Goal: In the lines of each item below, change every "image" to "photo" and copy everything else unchanged. Leave the pictures out of your answer.
-- START Stored data --
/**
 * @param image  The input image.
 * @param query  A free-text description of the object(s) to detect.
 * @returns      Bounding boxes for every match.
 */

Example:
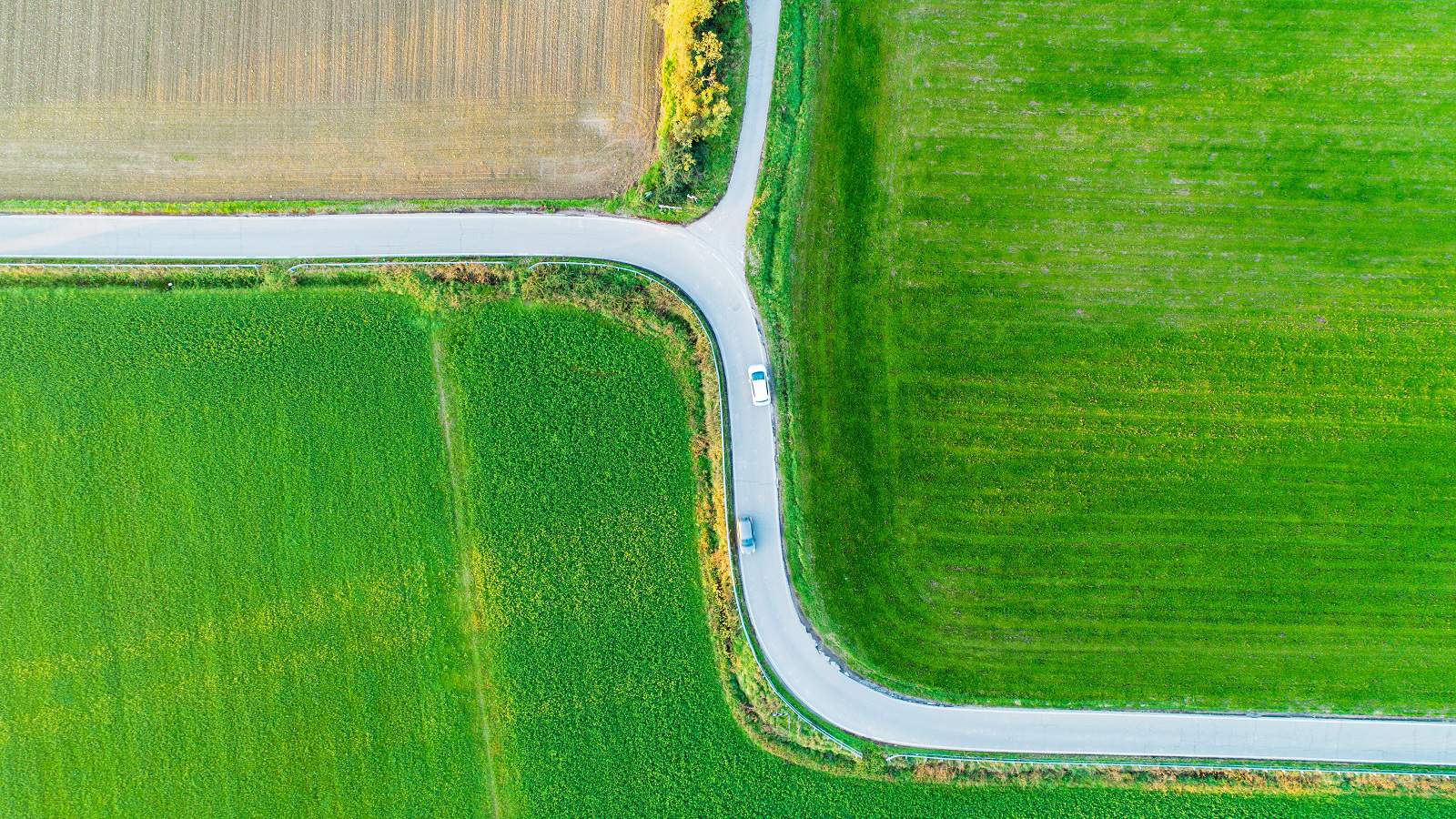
-- END Stored data --
Exercise result:
/**
 * @param photo  The input photo.
 * @param query  A free-text description of the object(s) to detect.
 * @returns      Bounding boxes for every match.
 */

Example:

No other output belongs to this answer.